### What you will do
Transcribe each record exactly. Include every one.

[Data records]

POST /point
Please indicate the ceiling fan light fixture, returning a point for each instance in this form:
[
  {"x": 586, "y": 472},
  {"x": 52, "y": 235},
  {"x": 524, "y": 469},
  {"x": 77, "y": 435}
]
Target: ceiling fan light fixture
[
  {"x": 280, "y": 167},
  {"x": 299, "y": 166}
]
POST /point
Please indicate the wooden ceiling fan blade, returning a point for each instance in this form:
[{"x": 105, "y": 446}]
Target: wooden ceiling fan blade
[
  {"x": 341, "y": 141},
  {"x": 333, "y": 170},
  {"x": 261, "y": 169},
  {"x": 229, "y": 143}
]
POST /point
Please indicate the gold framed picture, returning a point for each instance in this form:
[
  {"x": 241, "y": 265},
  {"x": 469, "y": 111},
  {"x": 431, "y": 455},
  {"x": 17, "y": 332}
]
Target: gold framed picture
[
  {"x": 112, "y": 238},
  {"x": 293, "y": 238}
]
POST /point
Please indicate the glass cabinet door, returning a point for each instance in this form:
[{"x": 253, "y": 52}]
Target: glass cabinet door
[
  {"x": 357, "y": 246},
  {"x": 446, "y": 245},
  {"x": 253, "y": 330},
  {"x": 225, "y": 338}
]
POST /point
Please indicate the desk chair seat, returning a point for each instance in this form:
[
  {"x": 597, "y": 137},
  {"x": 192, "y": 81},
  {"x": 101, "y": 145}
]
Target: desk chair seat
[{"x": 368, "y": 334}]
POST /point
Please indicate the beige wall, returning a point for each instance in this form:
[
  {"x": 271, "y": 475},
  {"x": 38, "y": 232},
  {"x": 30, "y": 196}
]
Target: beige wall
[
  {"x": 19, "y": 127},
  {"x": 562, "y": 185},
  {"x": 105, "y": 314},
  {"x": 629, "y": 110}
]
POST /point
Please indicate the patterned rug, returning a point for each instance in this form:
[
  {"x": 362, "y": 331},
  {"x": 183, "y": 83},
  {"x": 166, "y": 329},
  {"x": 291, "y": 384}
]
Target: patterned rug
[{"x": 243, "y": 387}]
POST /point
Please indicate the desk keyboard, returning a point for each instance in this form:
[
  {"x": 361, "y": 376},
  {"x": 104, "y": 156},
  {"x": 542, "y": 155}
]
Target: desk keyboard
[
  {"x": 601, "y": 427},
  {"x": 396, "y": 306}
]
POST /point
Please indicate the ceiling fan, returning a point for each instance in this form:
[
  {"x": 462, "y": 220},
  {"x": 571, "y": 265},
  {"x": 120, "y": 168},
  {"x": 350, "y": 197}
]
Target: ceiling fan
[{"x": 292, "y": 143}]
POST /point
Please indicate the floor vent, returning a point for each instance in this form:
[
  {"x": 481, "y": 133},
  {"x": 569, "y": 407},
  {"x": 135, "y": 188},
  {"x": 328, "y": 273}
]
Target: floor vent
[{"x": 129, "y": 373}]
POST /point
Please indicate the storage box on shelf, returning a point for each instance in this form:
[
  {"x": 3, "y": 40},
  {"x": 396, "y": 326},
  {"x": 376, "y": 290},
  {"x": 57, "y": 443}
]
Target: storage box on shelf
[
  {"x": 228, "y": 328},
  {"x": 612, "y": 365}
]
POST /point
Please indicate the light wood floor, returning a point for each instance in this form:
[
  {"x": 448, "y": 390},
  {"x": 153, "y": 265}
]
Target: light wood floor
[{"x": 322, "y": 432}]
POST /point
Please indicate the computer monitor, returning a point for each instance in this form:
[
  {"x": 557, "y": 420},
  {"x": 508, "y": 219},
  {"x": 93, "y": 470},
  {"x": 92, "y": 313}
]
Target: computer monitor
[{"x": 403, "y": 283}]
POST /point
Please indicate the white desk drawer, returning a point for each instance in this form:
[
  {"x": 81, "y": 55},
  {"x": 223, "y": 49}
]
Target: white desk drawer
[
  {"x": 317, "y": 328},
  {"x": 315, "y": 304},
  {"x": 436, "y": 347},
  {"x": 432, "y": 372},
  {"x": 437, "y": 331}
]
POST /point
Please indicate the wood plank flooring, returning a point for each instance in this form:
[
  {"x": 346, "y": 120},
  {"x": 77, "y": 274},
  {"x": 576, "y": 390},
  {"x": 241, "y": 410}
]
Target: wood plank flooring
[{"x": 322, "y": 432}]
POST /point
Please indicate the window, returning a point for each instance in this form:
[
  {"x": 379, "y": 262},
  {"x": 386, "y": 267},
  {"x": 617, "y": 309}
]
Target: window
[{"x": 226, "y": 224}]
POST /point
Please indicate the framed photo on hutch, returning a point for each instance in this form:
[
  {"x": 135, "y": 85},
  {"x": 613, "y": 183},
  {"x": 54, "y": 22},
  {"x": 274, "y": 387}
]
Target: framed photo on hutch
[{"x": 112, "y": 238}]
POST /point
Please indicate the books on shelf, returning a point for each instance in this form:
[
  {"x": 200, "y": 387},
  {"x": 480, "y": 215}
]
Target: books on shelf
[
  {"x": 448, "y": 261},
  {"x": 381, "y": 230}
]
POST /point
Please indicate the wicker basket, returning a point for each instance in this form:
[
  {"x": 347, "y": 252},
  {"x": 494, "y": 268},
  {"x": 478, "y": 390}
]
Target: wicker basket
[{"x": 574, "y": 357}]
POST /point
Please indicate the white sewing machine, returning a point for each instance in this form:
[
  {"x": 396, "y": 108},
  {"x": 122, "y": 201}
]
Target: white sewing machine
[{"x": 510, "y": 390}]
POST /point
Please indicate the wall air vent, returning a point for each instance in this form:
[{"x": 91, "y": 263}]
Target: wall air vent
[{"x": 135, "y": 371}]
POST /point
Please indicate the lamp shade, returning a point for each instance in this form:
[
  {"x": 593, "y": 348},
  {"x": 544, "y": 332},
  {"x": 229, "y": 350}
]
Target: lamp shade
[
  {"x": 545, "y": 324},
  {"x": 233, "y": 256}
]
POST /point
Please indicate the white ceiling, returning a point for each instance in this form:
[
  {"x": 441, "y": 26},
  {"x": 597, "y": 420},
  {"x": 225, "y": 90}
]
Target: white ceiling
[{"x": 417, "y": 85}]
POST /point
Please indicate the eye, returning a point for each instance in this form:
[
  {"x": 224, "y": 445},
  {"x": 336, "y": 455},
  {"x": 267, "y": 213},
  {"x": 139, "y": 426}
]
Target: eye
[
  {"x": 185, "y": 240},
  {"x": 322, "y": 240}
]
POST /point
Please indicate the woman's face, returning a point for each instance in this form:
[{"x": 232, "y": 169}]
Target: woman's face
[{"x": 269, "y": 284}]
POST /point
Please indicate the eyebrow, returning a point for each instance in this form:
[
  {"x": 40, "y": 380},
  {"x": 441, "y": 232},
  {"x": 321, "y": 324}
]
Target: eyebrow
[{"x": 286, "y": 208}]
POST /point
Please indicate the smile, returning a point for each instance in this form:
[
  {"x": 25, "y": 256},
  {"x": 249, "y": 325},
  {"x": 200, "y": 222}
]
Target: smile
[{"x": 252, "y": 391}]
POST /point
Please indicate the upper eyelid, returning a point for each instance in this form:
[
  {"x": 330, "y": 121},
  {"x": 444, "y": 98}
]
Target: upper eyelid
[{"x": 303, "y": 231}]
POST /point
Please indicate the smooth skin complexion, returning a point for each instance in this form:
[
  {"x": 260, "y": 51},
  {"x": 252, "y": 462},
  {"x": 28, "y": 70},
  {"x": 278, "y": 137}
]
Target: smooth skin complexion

### Result of this exercise
POST /point
Please indicate the ceiling fan light fixture, returning a point for each instance in this form:
[
  {"x": 586, "y": 472},
  {"x": 52, "y": 235},
  {"x": 524, "y": 469},
  {"x": 77, "y": 435}
]
Target: ceiling fan light fixture
[
  {"x": 280, "y": 167},
  {"x": 299, "y": 166}
]
POST /point
Please indicate the wooden ceiling fan blade, returning a point for each instance in this form:
[{"x": 105, "y": 446}]
Target: wooden ceiling fan blade
[
  {"x": 341, "y": 141},
  {"x": 333, "y": 170},
  {"x": 261, "y": 169},
  {"x": 229, "y": 143}
]
POST /point
Please indicate the gold framed picture, returning a point for each instance in this form:
[
  {"x": 241, "y": 265},
  {"x": 469, "y": 111},
  {"x": 431, "y": 455},
  {"x": 17, "y": 332}
]
Target: gold framed picture
[
  {"x": 112, "y": 238},
  {"x": 293, "y": 238}
]
POST /point
Please indicate the glass cabinet door, returning a point for each instance in this form:
[{"x": 253, "y": 52}]
Target: glass cabinet door
[
  {"x": 357, "y": 246},
  {"x": 446, "y": 245},
  {"x": 253, "y": 330},
  {"x": 225, "y": 338}
]
POST /point
Please indicate the desk chair seat, returning a point for each instance in this form:
[
  {"x": 597, "y": 137},
  {"x": 192, "y": 81},
  {"x": 101, "y": 145}
]
Target: desk chair seat
[{"x": 368, "y": 334}]
POST /point
Please indicate the beige wall, returning a point for each instance in this form:
[
  {"x": 271, "y": 475},
  {"x": 38, "y": 232},
  {"x": 30, "y": 196}
]
Target: beige wall
[
  {"x": 19, "y": 127},
  {"x": 562, "y": 185},
  {"x": 105, "y": 314},
  {"x": 629, "y": 110}
]
POST /point
Please indicate the patterned rug, returning a point for each instance in this form:
[
  {"x": 362, "y": 331},
  {"x": 183, "y": 83},
  {"x": 166, "y": 329},
  {"x": 291, "y": 384}
]
Target: patterned rug
[{"x": 243, "y": 387}]
POST /point
Please indicate the desk keyboard, returning a point for each instance in this form:
[
  {"x": 361, "y": 376},
  {"x": 104, "y": 156},
  {"x": 542, "y": 155}
]
Target: desk keyboard
[
  {"x": 601, "y": 427},
  {"x": 396, "y": 306}
]
POST /point
Please indicate the ceiling fan, returning a point for each instance in this form:
[
  {"x": 462, "y": 220},
  {"x": 571, "y": 265},
  {"x": 120, "y": 168},
  {"x": 350, "y": 197}
]
Target: ceiling fan
[{"x": 292, "y": 143}]
POST /point
Please indicate the floor vent, returning a point for each instance in this form:
[
  {"x": 481, "y": 133},
  {"x": 569, "y": 407},
  {"x": 135, "y": 188},
  {"x": 328, "y": 273}
]
Target: floor vent
[{"x": 129, "y": 373}]
POST /point
Please indicate the storage box on shelf, returning a point for each instance in this form:
[
  {"x": 3, "y": 40},
  {"x": 396, "y": 326},
  {"x": 376, "y": 290},
  {"x": 57, "y": 443}
]
Target: storage box on shelf
[
  {"x": 228, "y": 328},
  {"x": 612, "y": 365}
]
POST /point
Please indicate the light wood floor, returning a point for each instance in this form:
[
  {"x": 448, "y": 390},
  {"x": 153, "y": 265}
]
Target: light wood floor
[{"x": 322, "y": 432}]
POST /point
Please indicate the computer monitor, returning a point for each instance in this form:
[
  {"x": 557, "y": 420},
  {"x": 508, "y": 219},
  {"x": 93, "y": 470},
  {"x": 92, "y": 313}
]
Target: computer monitor
[{"x": 403, "y": 283}]
POST /point
Please indicate the white desk drawer, returning a point for each instance in this form:
[
  {"x": 81, "y": 55},
  {"x": 223, "y": 49}
]
Target: white desk drawer
[
  {"x": 317, "y": 328},
  {"x": 315, "y": 304},
  {"x": 436, "y": 347},
  {"x": 432, "y": 372},
  {"x": 437, "y": 331}
]
POST /point
Please indicate the wood plank flooring, returning a point for each instance in this form:
[
  {"x": 346, "y": 120},
  {"x": 77, "y": 274},
  {"x": 576, "y": 390},
  {"x": 241, "y": 410}
]
Target: wood plank flooring
[{"x": 322, "y": 432}]
POST /point
Please indicate the window, returning a point for each instance in this form:
[
  {"x": 379, "y": 262},
  {"x": 386, "y": 267},
  {"x": 617, "y": 309}
]
Target: window
[{"x": 226, "y": 224}]
POST /point
Please indicate the framed photo on hutch, returning a point for each instance in this form:
[
  {"x": 135, "y": 85},
  {"x": 613, "y": 183},
  {"x": 54, "y": 22},
  {"x": 274, "y": 387}
]
Target: framed photo on hutch
[{"x": 112, "y": 238}]
POST /point
Please indicate the books on shelf, returning a point for each instance in this form:
[
  {"x": 200, "y": 387},
  {"x": 480, "y": 215}
]
Target: books on shelf
[
  {"x": 448, "y": 261},
  {"x": 381, "y": 230}
]
POST /point
Please indicate the wicker basket, returning a point for each instance in this form:
[
  {"x": 347, "y": 252},
  {"x": 494, "y": 268},
  {"x": 478, "y": 390}
]
Target: wicker basket
[{"x": 574, "y": 357}]
POST /point
Please indicate the white sewing machine, returning a point for each instance in this form:
[
  {"x": 396, "y": 108},
  {"x": 122, "y": 201}
]
Target: white sewing machine
[{"x": 510, "y": 390}]
POST /point
Please indicate the wall air vent, returning a point for each instance in this form:
[{"x": 91, "y": 263}]
Target: wall air vent
[{"x": 135, "y": 371}]
POST /point
Please indicate the lamp shade, returning a point for each instance in this form:
[
  {"x": 593, "y": 348},
  {"x": 544, "y": 332},
  {"x": 229, "y": 350}
]
Target: lamp shade
[
  {"x": 545, "y": 324},
  {"x": 233, "y": 256}
]
POST /point
Please indicate the white ceiling, returning a point for each instance in this form:
[
  {"x": 441, "y": 26},
  {"x": 597, "y": 420},
  {"x": 225, "y": 90}
]
Target: white ceiling
[{"x": 417, "y": 85}]
POST /point
Please indicate the eye, returning a point for each instance in this form:
[
  {"x": 224, "y": 445},
  {"x": 336, "y": 455},
  {"x": 267, "y": 213},
  {"x": 139, "y": 426}
]
Target: eye
[
  {"x": 185, "y": 240},
  {"x": 322, "y": 240}
]
POST /point
Please indicate the woman's face, returning a point for each instance in this form:
[{"x": 232, "y": 169}]
Target: woman's face
[{"x": 269, "y": 284}]
POST /point
Please indicate the eyebrow, returning a point for each instance in this form:
[
  {"x": 40, "y": 380},
  {"x": 441, "y": 232},
  {"x": 321, "y": 324}
]
Target: eyebrow
[{"x": 286, "y": 208}]
POST /point
Please indicate the smile, returning a point for each instance in this form:
[
  {"x": 25, "y": 256},
  {"x": 249, "y": 325},
  {"x": 200, "y": 222}
]
Target: smile
[{"x": 252, "y": 391}]
POST /point
Please indicate the upper eyelid, returning a point for each instance in this form:
[
  {"x": 330, "y": 121},
  {"x": 444, "y": 98}
]
Target: upper eyelid
[{"x": 303, "y": 231}]
POST /point
Please indicate the smooth skin complexion, returning a point for each instance in this form:
[
  {"x": 260, "y": 51},
  {"x": 252, "y": 462},
  {"x": 28, "y": 70},
  {"x": 278, "y": 137}
]
Target: smooth skin complexion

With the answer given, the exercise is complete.